● **WHAT YOU NEED TO DO**
Beginning at the line that contains "the deer's back" and ending at the last line of the records below, retype each line exactly and add nothing.

[[ RECORDS SHOWN, beginning ]]

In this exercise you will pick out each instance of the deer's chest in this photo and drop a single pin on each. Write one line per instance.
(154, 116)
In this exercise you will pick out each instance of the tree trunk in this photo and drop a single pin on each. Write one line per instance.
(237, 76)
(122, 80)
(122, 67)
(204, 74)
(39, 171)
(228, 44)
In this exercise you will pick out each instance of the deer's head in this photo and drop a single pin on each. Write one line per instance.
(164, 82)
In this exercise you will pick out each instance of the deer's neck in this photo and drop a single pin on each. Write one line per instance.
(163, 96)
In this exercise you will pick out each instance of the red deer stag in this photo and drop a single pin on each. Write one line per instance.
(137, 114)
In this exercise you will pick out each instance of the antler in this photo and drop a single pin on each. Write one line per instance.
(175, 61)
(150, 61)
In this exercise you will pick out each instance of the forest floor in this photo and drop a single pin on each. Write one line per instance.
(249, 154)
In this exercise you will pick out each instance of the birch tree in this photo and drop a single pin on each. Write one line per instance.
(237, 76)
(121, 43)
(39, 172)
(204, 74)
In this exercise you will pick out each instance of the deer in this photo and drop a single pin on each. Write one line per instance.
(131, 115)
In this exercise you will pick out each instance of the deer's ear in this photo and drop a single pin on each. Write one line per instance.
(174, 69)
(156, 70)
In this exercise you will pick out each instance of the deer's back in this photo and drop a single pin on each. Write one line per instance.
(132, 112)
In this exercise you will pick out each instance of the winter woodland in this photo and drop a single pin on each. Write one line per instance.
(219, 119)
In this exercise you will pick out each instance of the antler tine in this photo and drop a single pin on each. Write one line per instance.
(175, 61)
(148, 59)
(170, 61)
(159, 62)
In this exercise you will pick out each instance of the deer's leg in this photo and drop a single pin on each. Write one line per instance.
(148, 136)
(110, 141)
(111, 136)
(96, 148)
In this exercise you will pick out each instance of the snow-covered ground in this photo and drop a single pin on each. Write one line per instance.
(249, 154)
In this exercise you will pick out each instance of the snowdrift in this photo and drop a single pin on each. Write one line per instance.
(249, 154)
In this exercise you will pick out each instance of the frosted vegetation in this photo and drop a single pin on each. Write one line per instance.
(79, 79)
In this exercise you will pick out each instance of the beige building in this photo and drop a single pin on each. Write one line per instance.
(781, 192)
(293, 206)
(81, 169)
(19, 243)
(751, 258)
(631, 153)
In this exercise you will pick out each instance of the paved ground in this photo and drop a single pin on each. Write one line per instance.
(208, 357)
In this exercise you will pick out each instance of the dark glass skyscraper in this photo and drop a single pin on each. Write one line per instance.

[[ RECORDS SHOWN, end ]]

● **RESPONSE AREA**
In this exercise you will pick out each instance of the deer's back in this photo and drop a single pin on each. Write one line per instance.
(132, 112)
In this exercise you will pick out each instance of the winter woodland in this photo and drop a single pin on each. Write one line per instance.
(219, 119)
In this exercise you will pick out each instance of the antler tine in this photo and drop a single pin on each. Write one line per instance.
(175, 61)
(148, 59)
(170, 61)
(159, 62)
In this exercise you will pick out each instance of the deer's leg in this photo and drop a single pin on each. Write one line per instance.
(148, 136)
(110, 141)
(111, 136)
(96, 148)
In this exercise you will pick out each instance of the snow-covered ground in this photo and drop a single pin on each. Write one line per instance.
(249, 154)
In this exercise you will pick out each instance of the snowdrift in this photo and drop a single pin on each. Write one line per instance.
(249, 154)
In this exercise you will pick out each instance of the frosted vegetation in this photo and drop a single pin on each. Write one line per instance.
(79, 79)
In this exercise you will pick out each instance of the beige building in this photo and drop a single pin on each. Write one line per instance.
(781, 192)
(293, 206)
(81, 169)
(19, 243)
(751, 258)
(631, 153)
In this exercise you will pick out each instance of the paved ground in this photo and drop a single pin on each. Write one line per instance.
(208, 357)
In this exercise you will pick out each instance of the dark glass skyscraper in this photo and drop a single pin on each. Write one line per instance.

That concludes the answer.